* Start Exercise input *
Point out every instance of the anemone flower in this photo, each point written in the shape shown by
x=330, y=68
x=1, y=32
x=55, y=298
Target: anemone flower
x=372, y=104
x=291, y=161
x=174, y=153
* End Exercise input *
Given instruction
Copy out every row above, requests included. Increase each x and y coordinate in the answer points by 24, and leave the requests and their sample points unchanged.

Exercise response
Point out every instance of the anemone flower in this photo, each point written in the shape shown by
x=330, y=68
x=1, y=32
x=55, y=298
Target: anemone flower
x=396, y=128
x=315, y=185
x=198, y=177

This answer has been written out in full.